BEGIN Selected extract

For mentally ill patients in Kisumu, it’s a hard life

A ward for mental patients at the Kisumu District Hospital. PHOTO | VERAH OKEYO | NATION MEDIA GROUP

What you need to know:

  • The patients scramble for their dirty cups near the entrance, with which they scoop the porridge.
  • The ward is poorly lit and without much ventilation, the floor is dirty. Some beds have no mattresses.

Mentally ill patients at the Kisumu County Hospital live under inhuman conditions.

Their meals are delivered in dirty utensils that are only washed occasionally, a Nation investigation has found.

A bucket of porridge is placed at the entrance to a mentally ill patient's room and an attendant pushes it in by foot, after which a grilled door is loudly locked from the outside.

The patients scramble for their dirty cups near the entrance, with which they scoop the porridge.

Jarius (not his real name), an outgoing patient, has been in this facility for over a decade because his family abandoned him. He has just washed his shirt, with no soap, and says he wishes he had doughnuts to take the porridge with.

The ward is poorly lit and without much ventilation, and the floor is dirty. Some beds have no mattresses, while the bed sheets, which seem to have once been white, are torn and have since turned brown.

There is no water at the toilets, which had not been cleaned when the Nation team visited.

The hospital’s medical superintendent, Dr Amos Otedo, declined to comment for this article.

Studies show mentally ill patients outside Nairobi suffer the most due to lack of enough psychiatric professionals, but there is little hope that the situation will change, since county governments have not paid adequate attention to the issue.

A report, Silenced Minds: The Systemic Neglect of the Mental Health System in Kenya, concludes that the conditions that mental patients are made to live in are inhuman and insanitary.

END Selected extract
BEGIN Supplied data

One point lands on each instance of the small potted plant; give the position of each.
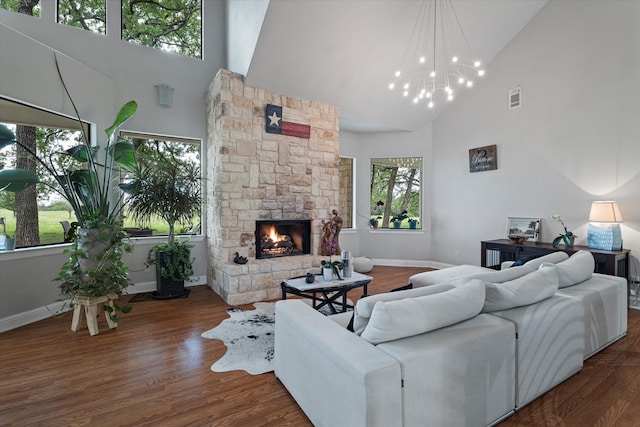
(568, 238)
(7, 243)
(397, 219)
(373, 222)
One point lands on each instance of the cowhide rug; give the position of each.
(249, 337)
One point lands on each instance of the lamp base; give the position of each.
(607, 237)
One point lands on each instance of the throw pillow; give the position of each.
(553, 258)
(364, 306)
(392, 320)
(525, 290)
(578, 268)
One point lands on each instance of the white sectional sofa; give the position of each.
(467, 346)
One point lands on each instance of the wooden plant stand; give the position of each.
(91, 310)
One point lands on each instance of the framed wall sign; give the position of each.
(483, 158)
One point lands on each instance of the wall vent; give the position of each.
(515, 97)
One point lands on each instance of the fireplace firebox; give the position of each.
(278, 238)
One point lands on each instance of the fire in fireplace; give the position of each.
(277, 238)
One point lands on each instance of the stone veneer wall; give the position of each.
(253, 175)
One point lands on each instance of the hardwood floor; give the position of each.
(154, 369)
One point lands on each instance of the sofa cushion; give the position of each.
(446, 275)
(553, 258)
(391, 320)
(525, 290)
(499, 276)
(578, 268)
(364, 306)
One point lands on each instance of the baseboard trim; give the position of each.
(409, 263)
(22, 319)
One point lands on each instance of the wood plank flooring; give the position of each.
(154, 370)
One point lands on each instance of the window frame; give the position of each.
(400, 162)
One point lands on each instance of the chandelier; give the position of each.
(436, 63)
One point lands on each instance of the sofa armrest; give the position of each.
(335, 376)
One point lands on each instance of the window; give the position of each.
(31, 7)
(170, 25)
(346, 193)
(35, 216)
(182, 151)
(87, 14)
(395, 192)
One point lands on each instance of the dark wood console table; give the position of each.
(494, 252)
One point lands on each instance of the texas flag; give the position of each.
(292, 126)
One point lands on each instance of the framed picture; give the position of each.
(483, 158)
(527, 227)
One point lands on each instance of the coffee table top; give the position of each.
(300, 284)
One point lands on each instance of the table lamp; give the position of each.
(604, 230)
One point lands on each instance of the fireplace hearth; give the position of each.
(279, 238)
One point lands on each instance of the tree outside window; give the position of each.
(170, 25)
(89, 15)
(396, 193)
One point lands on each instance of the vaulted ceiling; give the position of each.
(344, 53)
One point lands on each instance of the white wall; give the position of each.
(575, 139)
(397, 247)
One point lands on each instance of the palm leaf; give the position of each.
(17, 180)
(7, 137)
(127, 110)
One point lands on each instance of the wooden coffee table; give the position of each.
(323, 293)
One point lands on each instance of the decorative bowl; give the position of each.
(518, 239)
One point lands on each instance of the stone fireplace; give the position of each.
(254, 176)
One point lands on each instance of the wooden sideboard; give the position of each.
(494, 252)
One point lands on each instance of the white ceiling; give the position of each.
(344, 52)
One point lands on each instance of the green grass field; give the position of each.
(51, 230)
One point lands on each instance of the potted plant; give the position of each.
(7, 243)
(397, 219)
(168, 187)
(95, 268)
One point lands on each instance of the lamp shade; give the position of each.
(605, 212)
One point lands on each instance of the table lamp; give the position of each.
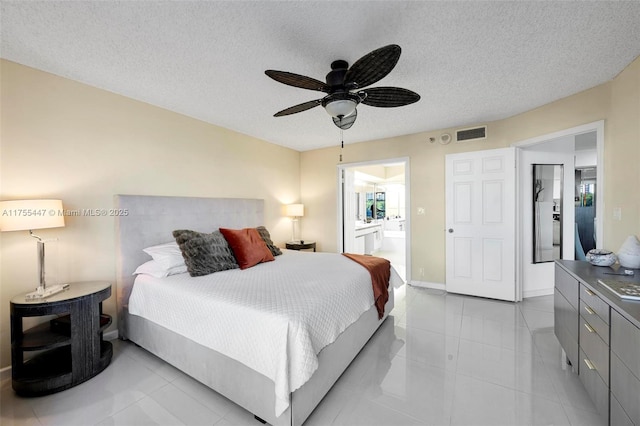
(295, 211)
(22, 215)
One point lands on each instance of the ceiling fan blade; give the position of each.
(298, 108)
(346, 122)
(373, 66)
(297, 80)
(388, 97)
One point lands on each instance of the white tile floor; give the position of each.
(439, 359)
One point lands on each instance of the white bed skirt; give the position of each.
(256, 394)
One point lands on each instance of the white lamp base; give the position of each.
(42, 292)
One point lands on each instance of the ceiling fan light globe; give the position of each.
(340, 107)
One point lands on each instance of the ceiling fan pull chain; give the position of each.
(341, 143)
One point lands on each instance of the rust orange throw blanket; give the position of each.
(380, 270)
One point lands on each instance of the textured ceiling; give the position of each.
(472, 62)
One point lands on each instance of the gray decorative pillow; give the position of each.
(203, 253)
(264, 234)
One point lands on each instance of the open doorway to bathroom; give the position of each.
(374, 211)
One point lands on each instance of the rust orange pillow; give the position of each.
(248, 246)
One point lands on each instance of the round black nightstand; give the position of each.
(68, 349)
(301, 245)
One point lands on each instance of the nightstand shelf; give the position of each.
(66, 351)
(301, 245)
(41, 337)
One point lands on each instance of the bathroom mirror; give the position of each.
(547, 212)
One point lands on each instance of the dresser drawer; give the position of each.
(625, 342)
(568, 286)
(596, 388)
(596, 352)
(618, 416)
(595, 321)
(594, 303)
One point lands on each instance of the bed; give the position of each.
(150, 220)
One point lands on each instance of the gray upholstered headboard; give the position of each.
(150, 220)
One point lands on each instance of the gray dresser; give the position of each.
(600, 334)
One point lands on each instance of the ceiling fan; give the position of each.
(345, 86)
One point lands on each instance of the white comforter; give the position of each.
(275, 317)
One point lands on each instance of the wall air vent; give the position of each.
(466, 135)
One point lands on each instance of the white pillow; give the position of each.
(167, 254)
(155, 269)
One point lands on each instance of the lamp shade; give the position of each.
(21, 215)
(295, 210)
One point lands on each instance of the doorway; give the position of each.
(373, 216)
(580, 151)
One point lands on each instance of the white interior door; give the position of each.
(480, 221)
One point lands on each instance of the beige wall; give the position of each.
(62, 139)
(617, 102)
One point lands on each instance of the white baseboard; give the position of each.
(425, 284)
(537, 292)
(110, 335)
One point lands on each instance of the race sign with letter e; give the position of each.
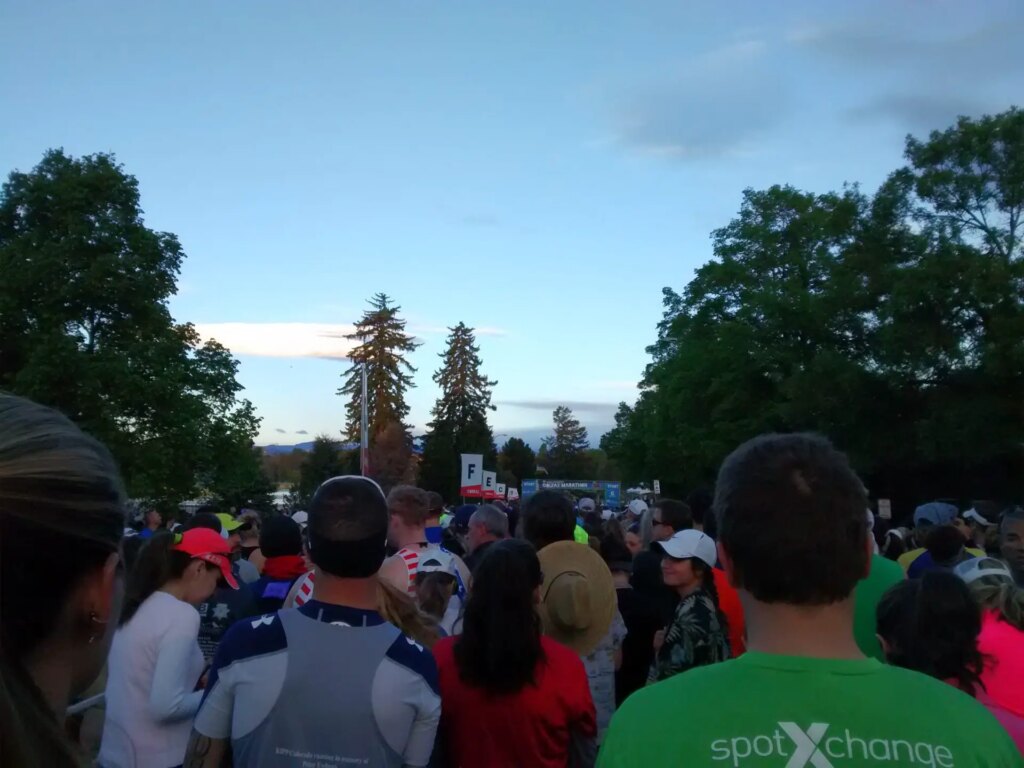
(472, 474)
(489, 485)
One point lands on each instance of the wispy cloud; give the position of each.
(321, 340)
(622, 386)
(431, 330)
(926, 81)
(579, 406)
(716, 104)
(481, 220)
(281, 339)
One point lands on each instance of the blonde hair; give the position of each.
(400, 609)
(1001, 596)
(61, 516)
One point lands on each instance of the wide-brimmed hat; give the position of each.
(578, 597)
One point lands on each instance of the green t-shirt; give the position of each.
(865, 599)
(763, 711)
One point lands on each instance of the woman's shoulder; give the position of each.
(443, 650)
(170, 612)
(558, 654)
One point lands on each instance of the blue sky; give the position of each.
(537, 170)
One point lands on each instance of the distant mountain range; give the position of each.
(532, 437)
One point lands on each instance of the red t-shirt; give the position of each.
(728, 601)
(528, 728)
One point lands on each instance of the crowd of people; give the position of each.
(772, 623)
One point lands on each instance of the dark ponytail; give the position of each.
(157, 564)
(931, 625)
(708, 584)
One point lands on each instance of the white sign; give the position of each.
(472, 474)
(885, 509)
(489, 488)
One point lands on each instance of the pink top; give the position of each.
(1014, 724)
(1003, 646)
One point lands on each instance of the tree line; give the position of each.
(85, 327)
(893, 324)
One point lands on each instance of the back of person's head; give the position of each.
(548, 517)
(435, 504)
(699, 502)
(944, 543)
(433, 592)
(348, 521)
(501, 641)
(931, 625)
(675, 514)
(893, 544)
(281, 537)
(791, 518)
(61, 516)
(399, 608)
(203, 520)
(157, 564)
(410, 504)
(493, 519)
(995, 590)
(614, 552)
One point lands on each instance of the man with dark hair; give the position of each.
(793, 539)
(548, 517)
(332, 678)
(699, 502)
(486, 525)
(1012, 542)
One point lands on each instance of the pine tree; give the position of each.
(460, 416)
(517, 460)
(567, 448)
(383, 344)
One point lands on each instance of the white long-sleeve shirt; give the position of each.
(154, 666)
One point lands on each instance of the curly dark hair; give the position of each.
(500, 645)
(931, 625)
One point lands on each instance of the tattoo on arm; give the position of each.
(207, 753)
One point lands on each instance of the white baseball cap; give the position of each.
(977, 567)
(973, 514)
(690, 543)
(638, 506)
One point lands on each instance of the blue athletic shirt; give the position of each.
(322, 684)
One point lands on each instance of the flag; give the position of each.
(365, 429)
(472, 469)
(489, 485)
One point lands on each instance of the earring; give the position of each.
(94, 619)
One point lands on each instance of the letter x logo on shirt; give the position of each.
(807, 744)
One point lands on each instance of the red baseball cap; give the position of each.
(206, 544)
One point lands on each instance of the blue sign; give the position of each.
(610, 491)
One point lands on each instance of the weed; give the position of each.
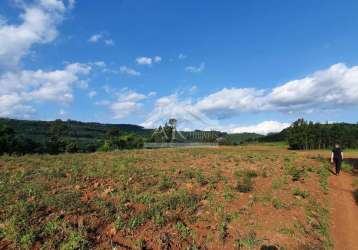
(278, 182)
(228, 194)
(277, 203)
(265, 198)
(347, 167)
(355, 195)
(183, 230)
(355, 183)
(249, 241)
(287, 231)
(323, 174)
(297, 192)
(223, 227)
(75, 240)
(244, 184)
(295, 172)
(166, 183)
(317, 217)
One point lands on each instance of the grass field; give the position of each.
(202, 198)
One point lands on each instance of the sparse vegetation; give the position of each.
(191, 198)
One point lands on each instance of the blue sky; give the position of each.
(234, 65)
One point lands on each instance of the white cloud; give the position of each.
(196, 69)
(92, 94)
(172, 107)
(38, 25)
(230, 102)
(18, 88)
(103, 103)
(331, 88)
(127, 103)
(124, 109)
(62, 112)
(100, 64)
(99, 37)
(95, 38)
(148, 60)
(157, 59)
(182, 56)
(128, 71)
(334, 87)
(263, 128)
(144, 60)
(152, 93)
(130, 96)
(109, 42)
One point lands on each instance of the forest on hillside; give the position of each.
(308, 135)
(54, 137)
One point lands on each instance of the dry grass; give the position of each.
(207, 198)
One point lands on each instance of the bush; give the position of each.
(122, 142)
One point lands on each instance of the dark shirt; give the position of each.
(337, 154)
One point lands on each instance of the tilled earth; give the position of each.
(257, 197)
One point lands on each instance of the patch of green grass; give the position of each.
(223, 226)
(287, 231)
(249, 241)
(295, 172)
(347, 167)
(355, 195)
(244, 184)
(265, 198)
(277, 203)
(244, 180)
(317, 218)
(228, 194)
(165, 183)
(302, 193)
(279, 182)
(183, 230)
(323, 173)
(355, 183)
(75, 240)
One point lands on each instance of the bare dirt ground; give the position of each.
(254, 197)
(344, 213)
(343, 204)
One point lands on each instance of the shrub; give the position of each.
(244, 184)
(298, 192)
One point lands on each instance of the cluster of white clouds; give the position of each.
(262, 128)
(148, 60)
(196, 69)
(331, 88)
(18, 88)
(96, 38)
(127, 102)
(38, 25)
(39, 21)
(128, 71)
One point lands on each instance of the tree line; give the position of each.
(59, 140)
(307, 135)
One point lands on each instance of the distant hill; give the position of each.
(92, 132)
(86, 132)
(239, 138)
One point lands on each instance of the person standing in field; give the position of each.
(337, 158)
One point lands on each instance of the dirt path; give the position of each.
(344, 213)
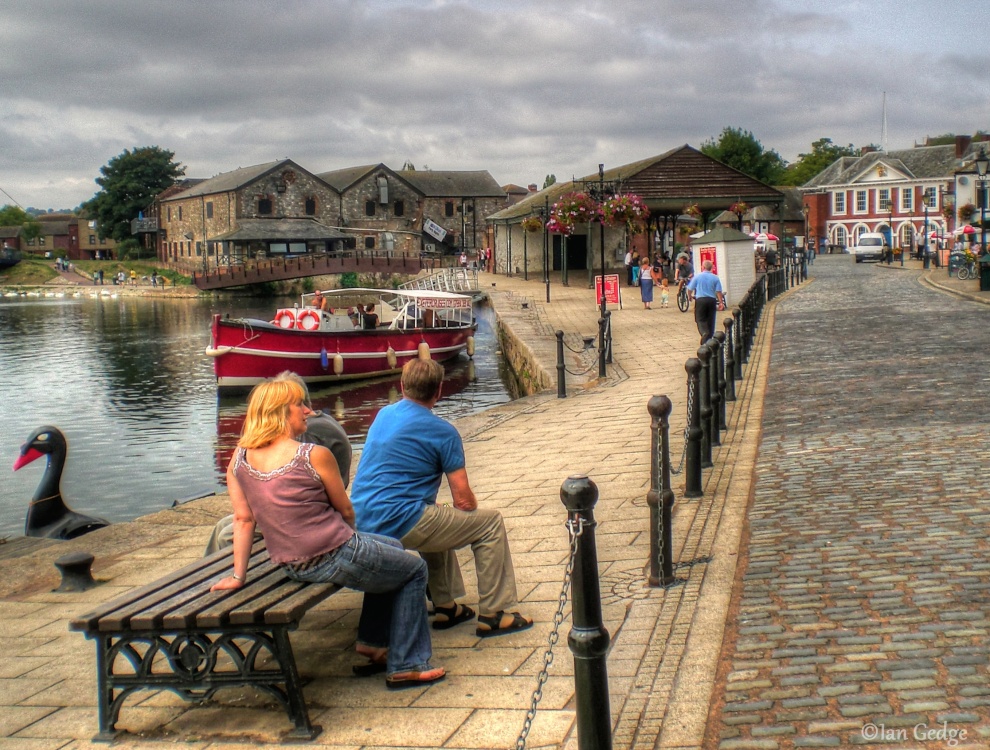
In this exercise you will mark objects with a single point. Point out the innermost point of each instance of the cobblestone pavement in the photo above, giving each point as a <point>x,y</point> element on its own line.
<point>862,608</point>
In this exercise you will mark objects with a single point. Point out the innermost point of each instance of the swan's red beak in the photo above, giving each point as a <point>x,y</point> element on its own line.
<point>27,457</point>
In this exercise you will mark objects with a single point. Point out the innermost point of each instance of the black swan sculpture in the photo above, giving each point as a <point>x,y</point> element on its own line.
<point>48,516</point>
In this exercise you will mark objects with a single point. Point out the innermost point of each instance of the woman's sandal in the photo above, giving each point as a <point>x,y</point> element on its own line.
<point>455,616</point>
<point>403,680</point>
<point>494,625</point>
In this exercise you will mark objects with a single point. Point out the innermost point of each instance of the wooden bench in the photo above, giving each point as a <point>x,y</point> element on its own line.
<point>175,634</point>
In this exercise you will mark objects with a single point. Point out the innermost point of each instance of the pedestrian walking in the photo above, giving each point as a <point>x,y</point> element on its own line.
<point>706,290</point>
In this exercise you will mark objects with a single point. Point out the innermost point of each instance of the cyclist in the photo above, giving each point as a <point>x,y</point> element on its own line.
<point>683,271</point>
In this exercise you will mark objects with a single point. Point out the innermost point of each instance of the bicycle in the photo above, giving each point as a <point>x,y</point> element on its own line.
<point>683,302</point>
<point>968,271</point>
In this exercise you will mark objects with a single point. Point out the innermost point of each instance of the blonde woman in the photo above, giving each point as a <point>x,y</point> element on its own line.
<point>294,493</point>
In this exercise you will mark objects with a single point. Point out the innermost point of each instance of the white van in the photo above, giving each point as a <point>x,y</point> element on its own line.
<point>871,246</point>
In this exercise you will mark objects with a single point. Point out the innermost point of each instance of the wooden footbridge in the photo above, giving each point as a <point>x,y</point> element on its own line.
<point>282,269</point>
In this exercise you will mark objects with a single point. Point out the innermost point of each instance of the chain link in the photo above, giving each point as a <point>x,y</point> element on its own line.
<point>575,527</point>
<point>687,428</point>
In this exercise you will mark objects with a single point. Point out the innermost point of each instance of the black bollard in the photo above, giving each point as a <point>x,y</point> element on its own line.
<point>730,366</point>
<point>705,397</point>
<point>588,639</point>
<point>720,338</point>
<point>608,337</point>
<point>75,571</point>
<point>601,347</point>
<point>714,347</point>
<point>660,498</point>
<point>737,345</point>
<point>692,449</point>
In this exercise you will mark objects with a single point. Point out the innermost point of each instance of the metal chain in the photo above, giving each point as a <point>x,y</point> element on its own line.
<point>541,679</point>
<point>687,428</point>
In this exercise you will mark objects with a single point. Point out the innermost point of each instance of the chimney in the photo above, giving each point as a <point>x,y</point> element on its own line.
<point>962,145</point>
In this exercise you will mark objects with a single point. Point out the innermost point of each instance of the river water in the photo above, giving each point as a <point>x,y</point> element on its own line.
<point>128,383</point>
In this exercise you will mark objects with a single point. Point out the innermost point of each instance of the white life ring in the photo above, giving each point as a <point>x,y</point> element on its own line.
<point>285,318</point>
<point>308,320</point>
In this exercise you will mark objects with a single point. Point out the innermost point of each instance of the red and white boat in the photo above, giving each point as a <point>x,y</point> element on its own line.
<point>341,339</point>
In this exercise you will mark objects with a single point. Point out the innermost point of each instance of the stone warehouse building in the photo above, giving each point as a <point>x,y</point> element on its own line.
<point>280,209</point>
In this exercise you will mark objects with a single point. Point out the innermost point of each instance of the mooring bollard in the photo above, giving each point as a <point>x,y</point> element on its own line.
<point>588,639</point>
<point>660,498</point>
<point>714,347</point>
<point>720,338</point>
<point>692,447</point>
<point>729,365</point>
<point>705,396</point>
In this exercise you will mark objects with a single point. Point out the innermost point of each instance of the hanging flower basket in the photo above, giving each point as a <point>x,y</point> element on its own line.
<point>627,209</point>
<point>572,209</point>
<point>532,224</point>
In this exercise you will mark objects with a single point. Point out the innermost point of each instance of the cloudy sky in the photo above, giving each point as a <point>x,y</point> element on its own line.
<point>521,88</point>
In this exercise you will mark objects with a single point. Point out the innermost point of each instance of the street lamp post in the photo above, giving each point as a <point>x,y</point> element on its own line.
<point>982,162</point>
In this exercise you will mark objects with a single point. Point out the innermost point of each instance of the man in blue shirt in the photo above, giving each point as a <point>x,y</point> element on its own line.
<point>706,291</point>
<point>407,452</point>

END Supplied data

Directions
**1)** Translate this sentence from the article on mentally ill patients in Kisumu into French: "There is no water at the toilets, which had not been cleaned when the Nation team visited."
**2)** Reproduce everything in the article on mentally ill patients in Kisumu from "Mentally ill patients at" down to "investigation has found.".
This data is separate material, apart from the article on mentally ill patients in Kisumu.

Results for each task
**1)** Il n'y a pas d'eau dans les toilettes, qui n'avaient pas été nettoyées lorsque l'équipe du Nation est passée.

**2)**
Mentally ill patients at the Kisumu County Hospital live under inhuman conditions.

Their meals are delivered in dirty utensils that are only washed occasionally, a Nation investigation has found.